-- Given request --
Report each line of the rows below that contains the word "sandy", and copy every such line in full.

-- Material for this exercise --
----

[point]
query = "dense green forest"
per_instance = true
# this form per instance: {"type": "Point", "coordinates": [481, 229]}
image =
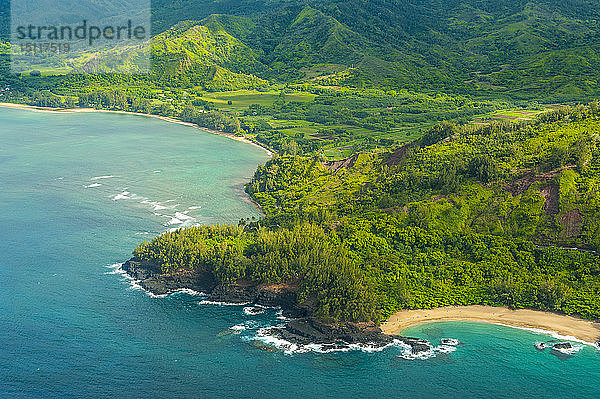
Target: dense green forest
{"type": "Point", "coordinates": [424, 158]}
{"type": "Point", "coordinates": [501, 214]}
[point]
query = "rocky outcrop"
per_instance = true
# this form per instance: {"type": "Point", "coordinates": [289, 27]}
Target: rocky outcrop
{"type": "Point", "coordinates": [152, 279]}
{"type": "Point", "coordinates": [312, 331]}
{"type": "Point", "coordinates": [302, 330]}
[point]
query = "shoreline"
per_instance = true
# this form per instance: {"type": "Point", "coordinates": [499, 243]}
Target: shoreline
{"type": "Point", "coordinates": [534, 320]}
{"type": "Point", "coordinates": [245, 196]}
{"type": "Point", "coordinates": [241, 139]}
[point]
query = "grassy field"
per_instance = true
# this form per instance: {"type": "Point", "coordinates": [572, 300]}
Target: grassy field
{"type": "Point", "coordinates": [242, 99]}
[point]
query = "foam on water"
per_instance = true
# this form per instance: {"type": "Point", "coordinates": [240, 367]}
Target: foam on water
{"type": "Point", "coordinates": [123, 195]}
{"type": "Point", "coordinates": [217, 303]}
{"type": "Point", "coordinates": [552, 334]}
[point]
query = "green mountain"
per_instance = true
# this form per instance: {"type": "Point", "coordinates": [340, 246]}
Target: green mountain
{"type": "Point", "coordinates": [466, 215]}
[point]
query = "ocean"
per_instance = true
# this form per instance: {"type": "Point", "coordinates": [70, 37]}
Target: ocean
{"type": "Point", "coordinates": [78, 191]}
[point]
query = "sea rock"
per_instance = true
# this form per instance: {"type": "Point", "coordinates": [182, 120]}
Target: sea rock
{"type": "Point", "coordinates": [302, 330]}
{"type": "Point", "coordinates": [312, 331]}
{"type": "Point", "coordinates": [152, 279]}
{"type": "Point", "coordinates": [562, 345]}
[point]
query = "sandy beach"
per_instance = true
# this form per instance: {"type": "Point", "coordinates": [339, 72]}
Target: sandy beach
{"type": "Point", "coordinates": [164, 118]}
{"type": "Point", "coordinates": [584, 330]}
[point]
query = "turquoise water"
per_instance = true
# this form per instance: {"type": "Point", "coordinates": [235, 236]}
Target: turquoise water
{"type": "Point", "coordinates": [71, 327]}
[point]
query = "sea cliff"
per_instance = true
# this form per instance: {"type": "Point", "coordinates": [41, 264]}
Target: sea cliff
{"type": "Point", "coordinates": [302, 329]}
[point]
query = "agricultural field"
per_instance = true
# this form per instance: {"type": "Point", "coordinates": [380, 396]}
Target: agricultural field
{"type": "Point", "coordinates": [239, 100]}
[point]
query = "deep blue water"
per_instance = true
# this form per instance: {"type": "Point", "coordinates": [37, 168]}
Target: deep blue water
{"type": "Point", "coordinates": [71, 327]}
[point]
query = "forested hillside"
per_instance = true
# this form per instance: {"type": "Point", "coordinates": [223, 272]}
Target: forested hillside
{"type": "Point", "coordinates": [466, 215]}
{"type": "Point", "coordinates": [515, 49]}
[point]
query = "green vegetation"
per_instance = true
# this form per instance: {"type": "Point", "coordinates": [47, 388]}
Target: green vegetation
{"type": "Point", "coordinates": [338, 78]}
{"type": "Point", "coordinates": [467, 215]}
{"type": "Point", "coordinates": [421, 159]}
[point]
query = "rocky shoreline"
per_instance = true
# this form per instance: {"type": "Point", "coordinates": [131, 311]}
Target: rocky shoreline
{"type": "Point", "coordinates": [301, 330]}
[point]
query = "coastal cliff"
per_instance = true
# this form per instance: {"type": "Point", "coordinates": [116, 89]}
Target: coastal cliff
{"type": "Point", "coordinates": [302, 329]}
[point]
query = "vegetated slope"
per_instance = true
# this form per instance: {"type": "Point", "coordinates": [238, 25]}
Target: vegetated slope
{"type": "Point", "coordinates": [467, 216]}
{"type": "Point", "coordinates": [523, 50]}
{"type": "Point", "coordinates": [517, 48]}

----

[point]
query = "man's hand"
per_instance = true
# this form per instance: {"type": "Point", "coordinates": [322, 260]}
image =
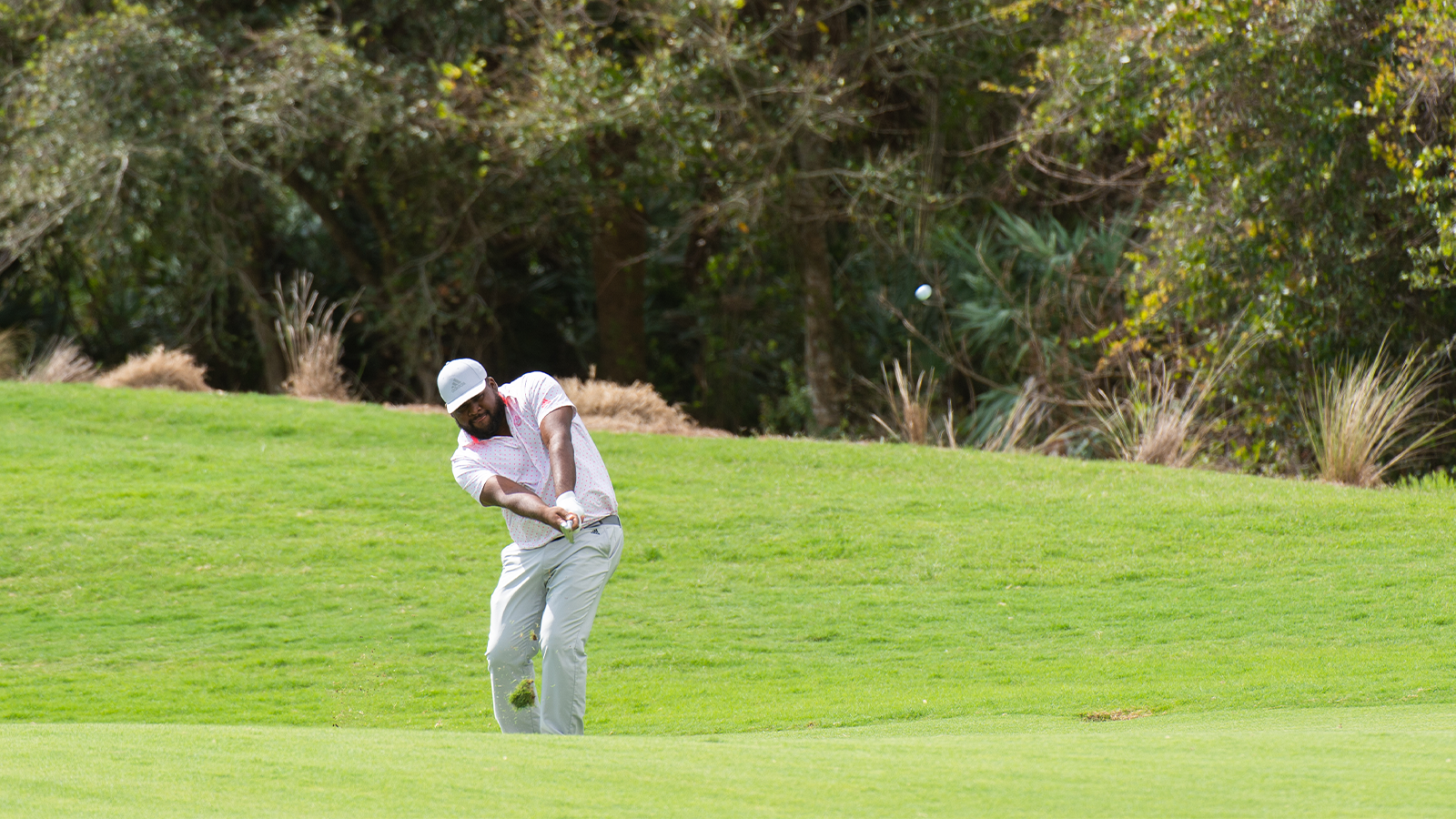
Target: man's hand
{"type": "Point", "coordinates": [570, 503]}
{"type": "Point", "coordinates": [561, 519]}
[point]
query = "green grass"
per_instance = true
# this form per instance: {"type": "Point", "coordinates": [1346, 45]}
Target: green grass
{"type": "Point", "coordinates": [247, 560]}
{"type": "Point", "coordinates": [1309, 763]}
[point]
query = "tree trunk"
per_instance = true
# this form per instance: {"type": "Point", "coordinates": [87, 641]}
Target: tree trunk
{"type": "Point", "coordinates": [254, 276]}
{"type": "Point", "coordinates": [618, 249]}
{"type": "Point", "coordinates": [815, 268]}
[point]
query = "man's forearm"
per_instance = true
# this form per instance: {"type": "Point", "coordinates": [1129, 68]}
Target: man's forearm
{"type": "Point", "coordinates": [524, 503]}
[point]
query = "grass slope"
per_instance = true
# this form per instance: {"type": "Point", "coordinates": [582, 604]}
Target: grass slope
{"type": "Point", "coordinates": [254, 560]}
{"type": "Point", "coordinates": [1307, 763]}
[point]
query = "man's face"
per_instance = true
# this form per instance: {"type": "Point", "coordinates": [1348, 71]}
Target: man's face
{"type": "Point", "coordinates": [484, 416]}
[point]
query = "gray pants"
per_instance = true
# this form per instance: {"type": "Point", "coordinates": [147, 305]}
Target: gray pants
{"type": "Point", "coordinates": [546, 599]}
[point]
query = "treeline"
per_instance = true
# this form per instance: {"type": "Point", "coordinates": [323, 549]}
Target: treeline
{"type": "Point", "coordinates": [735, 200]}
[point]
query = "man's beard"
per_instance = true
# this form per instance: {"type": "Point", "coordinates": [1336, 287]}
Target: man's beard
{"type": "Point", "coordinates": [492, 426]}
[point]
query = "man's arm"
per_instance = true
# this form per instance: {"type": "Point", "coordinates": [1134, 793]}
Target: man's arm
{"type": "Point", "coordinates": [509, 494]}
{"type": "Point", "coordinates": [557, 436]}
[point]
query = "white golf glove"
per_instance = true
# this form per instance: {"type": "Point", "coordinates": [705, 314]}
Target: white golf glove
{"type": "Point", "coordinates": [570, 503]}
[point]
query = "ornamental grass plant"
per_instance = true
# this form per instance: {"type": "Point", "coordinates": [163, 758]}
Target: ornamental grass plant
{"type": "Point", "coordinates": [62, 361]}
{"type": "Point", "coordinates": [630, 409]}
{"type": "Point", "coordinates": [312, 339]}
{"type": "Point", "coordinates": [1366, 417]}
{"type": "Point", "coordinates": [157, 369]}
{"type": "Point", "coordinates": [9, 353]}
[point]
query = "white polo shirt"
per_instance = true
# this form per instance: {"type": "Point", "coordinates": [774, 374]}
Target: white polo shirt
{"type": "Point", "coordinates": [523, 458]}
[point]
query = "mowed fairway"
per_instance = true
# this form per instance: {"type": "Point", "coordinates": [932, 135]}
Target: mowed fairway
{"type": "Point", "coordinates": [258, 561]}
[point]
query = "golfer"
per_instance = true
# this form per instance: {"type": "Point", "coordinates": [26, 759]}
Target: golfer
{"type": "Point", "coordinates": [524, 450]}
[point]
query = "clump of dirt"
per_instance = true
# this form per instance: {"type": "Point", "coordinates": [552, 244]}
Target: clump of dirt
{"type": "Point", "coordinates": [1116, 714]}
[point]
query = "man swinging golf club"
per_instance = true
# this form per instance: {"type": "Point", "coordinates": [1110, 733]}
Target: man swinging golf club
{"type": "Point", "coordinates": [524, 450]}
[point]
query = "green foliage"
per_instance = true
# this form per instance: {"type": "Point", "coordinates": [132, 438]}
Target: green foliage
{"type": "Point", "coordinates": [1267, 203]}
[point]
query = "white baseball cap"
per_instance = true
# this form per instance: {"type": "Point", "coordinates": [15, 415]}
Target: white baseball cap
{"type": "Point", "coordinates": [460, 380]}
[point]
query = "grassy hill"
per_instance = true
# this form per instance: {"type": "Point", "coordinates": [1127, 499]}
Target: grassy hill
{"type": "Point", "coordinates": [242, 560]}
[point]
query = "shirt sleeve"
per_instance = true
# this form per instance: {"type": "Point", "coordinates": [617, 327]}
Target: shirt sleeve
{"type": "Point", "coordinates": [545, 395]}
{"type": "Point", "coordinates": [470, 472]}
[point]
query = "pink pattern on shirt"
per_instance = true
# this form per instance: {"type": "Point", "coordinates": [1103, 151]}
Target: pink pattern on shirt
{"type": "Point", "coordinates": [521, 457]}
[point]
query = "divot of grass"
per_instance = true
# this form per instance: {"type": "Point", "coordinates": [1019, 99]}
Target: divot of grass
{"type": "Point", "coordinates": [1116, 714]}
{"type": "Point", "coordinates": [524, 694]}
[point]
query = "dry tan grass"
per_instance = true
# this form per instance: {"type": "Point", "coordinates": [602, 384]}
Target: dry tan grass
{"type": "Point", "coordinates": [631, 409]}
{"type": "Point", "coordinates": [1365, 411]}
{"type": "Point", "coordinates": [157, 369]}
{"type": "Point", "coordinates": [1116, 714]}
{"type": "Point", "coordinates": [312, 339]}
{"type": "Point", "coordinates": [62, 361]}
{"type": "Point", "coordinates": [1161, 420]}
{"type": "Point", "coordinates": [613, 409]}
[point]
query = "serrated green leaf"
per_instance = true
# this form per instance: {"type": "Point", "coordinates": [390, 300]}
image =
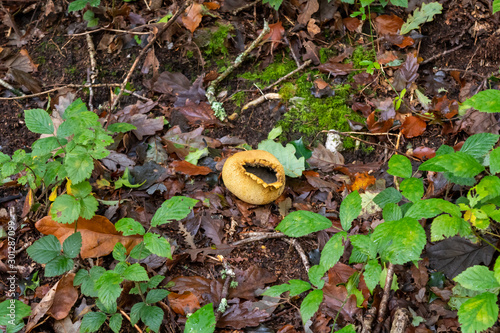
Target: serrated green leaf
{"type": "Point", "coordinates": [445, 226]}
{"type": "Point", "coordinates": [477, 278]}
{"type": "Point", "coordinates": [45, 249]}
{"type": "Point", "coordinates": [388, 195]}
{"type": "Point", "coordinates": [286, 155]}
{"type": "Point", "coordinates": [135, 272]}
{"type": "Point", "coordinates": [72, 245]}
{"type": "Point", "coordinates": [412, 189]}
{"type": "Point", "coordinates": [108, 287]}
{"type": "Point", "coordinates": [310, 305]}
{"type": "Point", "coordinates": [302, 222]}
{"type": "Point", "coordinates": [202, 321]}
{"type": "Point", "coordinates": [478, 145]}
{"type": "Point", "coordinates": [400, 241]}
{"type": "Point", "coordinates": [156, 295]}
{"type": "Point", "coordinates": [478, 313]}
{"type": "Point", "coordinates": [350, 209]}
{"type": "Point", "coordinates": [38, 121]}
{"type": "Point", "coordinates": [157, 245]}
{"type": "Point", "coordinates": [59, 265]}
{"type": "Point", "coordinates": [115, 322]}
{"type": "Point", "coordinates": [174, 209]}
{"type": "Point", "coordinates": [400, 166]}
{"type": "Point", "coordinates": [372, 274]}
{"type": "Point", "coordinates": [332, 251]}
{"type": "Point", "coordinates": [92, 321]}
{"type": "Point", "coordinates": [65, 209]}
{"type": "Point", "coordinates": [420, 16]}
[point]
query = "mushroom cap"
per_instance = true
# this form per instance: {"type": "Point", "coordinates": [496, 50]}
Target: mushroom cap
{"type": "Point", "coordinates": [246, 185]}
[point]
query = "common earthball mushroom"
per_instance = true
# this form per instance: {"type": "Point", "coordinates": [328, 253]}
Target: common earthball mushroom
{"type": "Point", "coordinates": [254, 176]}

----

-- Expected answer --
query = "sandy beach"
Target: sandy beach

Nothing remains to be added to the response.